Avukatlardan CPT’ye ‘ivedi’ İmralı çağrısı

Asrın Hukuk Bürosu, İmralı’ya ilişkin dört aylık raporunda Önder Apo ve diğer tutsaklarla 52 aile ve avukat başvurusunun yanıtsız bırakıldığını belirtirken, CPT’yi “ivedilikle” İmralı’ya gitmeye çağırdı.

İMRALI RAPORU

Asrın Hukuk Bürosu’nun raporu Mezopotamya Ajansı tarafından yayınlandı. 

Rapor, Önder Apo ve İmralı’daki diğer tutsaklar Ömer Hayri Konar, Hamili Yıldırım ve Veysi Aktaş'ın yaşadığı hak ihlallerini içeriyor. 

Dört aylık rapor, Aralık 2024, Ocak, Şubat ve Mart 2025'i kapsıyor. 

Bu raporla birlikte Avrupa Konseyi İşkenceyi Önlenmesi Komitesi'ne (CPT) yeni bir başvuru yapıldı.  

Başvuruda, 4 ayda Bursa Cumhuriyet Başsavcılığı’na ve İmralı F Tipi Yüksek Güvenlikli Kapalı Cezaevi Müdürlüğü'ne 35'er kez avukat görüş başvurusu, 17'şer kez  aile ve vasi görüş başvurusu yapıldığı belirtildi. Yapılan bu 52 başvurunun tamamının yanıtsız bırakıldığı kaydedildi. 

Önder Apo’nun son 14 yıl içinde sadece 5 defa avukat görüşü yaptığı ve son avukat görüş tarihinin 7 Ağustos 2019 olduğu beliritildi. 

2014 yılından bu yana sadece 6 kere aile görüşü yapıldığı belirtilirken, Önder Apo’nun 44 aylık mutlak iletişimsizlik halinin ardından 23 Ekim 2024’te yeğeni ve Halkların Eşitlik ve Demokrasi Partisi (DEM Parti) Riha Milletvekili Ömer Öcalan ile aile görüşü kapsamında görüştüğü hatırlatıldı. Ömer Öcalan ile yapılan görüş sonrası herhangi bir aile görüşünün olmadığı kaydedildi. 

İmralı’daki diğer tutsakların durumunun da benzer olduğuna vurgu yapılırken, çeşitli tarihlerde verilen ve tekrarlanan disiplin cezalarına da yer verildi.

▸ **Gösterilen Malzeme**:
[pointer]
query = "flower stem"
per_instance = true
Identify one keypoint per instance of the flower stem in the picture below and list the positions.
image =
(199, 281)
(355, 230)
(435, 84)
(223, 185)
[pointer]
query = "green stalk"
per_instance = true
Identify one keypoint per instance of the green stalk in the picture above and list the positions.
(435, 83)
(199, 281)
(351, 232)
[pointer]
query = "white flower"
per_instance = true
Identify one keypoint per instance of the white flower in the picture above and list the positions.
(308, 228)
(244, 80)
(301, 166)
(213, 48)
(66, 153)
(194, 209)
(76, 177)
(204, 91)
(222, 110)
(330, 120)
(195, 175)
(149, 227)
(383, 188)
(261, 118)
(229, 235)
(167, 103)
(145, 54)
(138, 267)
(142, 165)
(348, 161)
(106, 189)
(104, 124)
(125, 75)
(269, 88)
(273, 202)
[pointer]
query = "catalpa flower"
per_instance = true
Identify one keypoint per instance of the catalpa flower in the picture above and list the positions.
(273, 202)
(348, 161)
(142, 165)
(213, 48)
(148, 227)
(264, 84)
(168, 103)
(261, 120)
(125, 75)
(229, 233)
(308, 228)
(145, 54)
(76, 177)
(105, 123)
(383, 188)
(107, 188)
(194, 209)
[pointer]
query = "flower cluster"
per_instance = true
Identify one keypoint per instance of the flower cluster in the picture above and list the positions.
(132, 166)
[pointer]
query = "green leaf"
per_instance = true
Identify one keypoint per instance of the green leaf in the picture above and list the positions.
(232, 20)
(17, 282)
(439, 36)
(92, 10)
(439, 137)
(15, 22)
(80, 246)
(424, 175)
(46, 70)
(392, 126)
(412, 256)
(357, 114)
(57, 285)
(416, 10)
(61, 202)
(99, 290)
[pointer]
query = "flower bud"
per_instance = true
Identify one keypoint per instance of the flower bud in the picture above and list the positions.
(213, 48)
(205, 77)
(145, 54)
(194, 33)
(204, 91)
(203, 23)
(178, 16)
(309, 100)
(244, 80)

▸ **Çözülecek Problemler**:
1/ İmralı haberine göre Önder Apo'nun son avukat görüşü hangi tarihte yapılmış?
2/ Aşağıdaki ifadeler İmralı haberiyle uyuşuyor mu? Her biri için evet ya da hayır deyin ve kararı belirleyen sözleri haberden aynen alıntılayın.
(a) Rapor, Aralık 2024 ile Mart 2025 arasındaki dört ayı kapsıyor.
(b) Yapılan 52 başvurunun bir kısmı yanıtlandı.
(c) Rapor, Anadolu Ajansı tarafından yayınlandı.
3/ Lütfen İmralı haberini kaldığı yerden sürdürün.
Girdiler başka bir kaynaktan alınmıştır.

▸ **Görev Görev Cevaplar**:
1/ 7 Ağustos 2019'da.

2/
(a) Evet: "Dört aylık rapor, Aralık 2024, Ocak, Şubat ve Mart 2025'i kapsıyor."
(b) Hayır: "Yapılan bu 52 başvurunun tamamının yanıtsız bırakıldığı kaydedildi."
(c) Hayır: "Asrın Hukuk Bürosu’nun raporu Mezopotamya Ajansı tarafından yayınlandı."

3/
Raporda, “Sistematik bir şekilde art arda verilen disiplin cezalarını yasal ve meşru kabul etmemekle birlikte; disiplin cezalarının uygulamada olmadığı zamanlarda dahi aile görüşlerinin yapılmasına izin verilmemesinin hukuki hiçbir gerekçesinin olmadığı aşikardır. Bu durum keyfi ve yasadışı sistemin uygulamalarından ibarettir" denildi. 

Önder Apo’nun aralık, ocak ve şubat aylarında İmralı Heyeti ile yaptığı görüşmeler sonucunda yaptığı tarihi “Barış ve Demokratik Toplum” çağrısında da yer verilen raporda, bu çağrının uluslararası boyutta gördüğü ilgiye dikkat çekildi.  

Raporda, “Dolayısıyla önceki raporlarımızda da ifade ettiğimiz gibi; başvurucu Sn. Öcalan’ın gerek içinde tutulduğu koşullar gerekse de siyasi ve etkili bir aktör/muhatap olarak yaptığı açıklama ve çağrılar hem ulusal düzeyde hem de uluslararası düzeyde takip edilmektedir” diye belirtildi.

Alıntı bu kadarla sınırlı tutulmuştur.